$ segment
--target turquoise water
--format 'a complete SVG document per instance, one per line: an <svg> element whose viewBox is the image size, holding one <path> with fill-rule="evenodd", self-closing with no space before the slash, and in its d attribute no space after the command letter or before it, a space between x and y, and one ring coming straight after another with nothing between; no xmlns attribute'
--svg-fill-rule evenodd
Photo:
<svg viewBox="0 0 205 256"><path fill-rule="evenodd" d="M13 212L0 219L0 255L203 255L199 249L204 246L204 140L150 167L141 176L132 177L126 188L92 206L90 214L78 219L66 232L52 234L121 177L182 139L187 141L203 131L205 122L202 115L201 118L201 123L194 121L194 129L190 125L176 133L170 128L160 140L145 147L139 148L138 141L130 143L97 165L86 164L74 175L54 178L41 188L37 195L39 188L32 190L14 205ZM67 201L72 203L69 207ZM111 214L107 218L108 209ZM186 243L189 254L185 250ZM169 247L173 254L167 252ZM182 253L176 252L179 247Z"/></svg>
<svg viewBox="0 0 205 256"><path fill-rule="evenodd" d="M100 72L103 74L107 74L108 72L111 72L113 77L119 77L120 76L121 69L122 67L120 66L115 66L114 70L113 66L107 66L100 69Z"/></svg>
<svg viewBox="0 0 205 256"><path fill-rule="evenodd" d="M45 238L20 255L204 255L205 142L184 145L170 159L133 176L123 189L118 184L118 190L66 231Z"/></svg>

# [Requirements]
Copy every line of the items above word for word, with no change to any character.

# [Reply to the exercise]
$ segment
--target turquoise water
--format 'a complete SVG document per instance, one per line: an <svg> element whose viewBox is the image size, holding one <path> with fill-rule="evenodd", self-closing with no space before the slash, and in its d attribute no space after the command letter or before it, a space between x and y, and one ring coming straight after another with nothing between; no xmlns attribute'
--svg-fill-rule evenodd
Photo:
<svg viewBox="0 0 205 256"><path fill-rule="evenodd" d="M13 212L0 219L0 255L203 255L199 249L204 246L204 140L150 167L141 176L132 177L126 188L92 206L90 214L78 219L66 232L52 234L121 177L182 139L187 141L203 131L205 122L202 115L201 118L201 123L194 121L194 129L190 125L176 133L170 128L160 140L145 147L139 148L138 141L130 143L97 165L86 164L74 175L54 178L41 188L37 195L39 188L32 190L14 205ZM67 201L72 203L69 207ZM111 214L107 218L108 209ZM186 243L189 254L185 250ZM169 247L173 254L167 252ZM182 253L176 252L179 247Z"/></svg>
<svg viewBox="0 0 205 256"><path fill-rule="evenodd" d="M100 72L103 74L107 74L108 72L111 72L113 77L119 77L120 76L121 69L122 67L120 66L115 66L114 70L113 66L107 66L100 69Z"/></svg>
<svg viewBox="0 0 205 256"><path fill-rule="evenodd" d="M45 238L20 255L204 255L205 142L184 145L170 159L133 176L123 189L118 184L118 190L66 231Z"/></svg>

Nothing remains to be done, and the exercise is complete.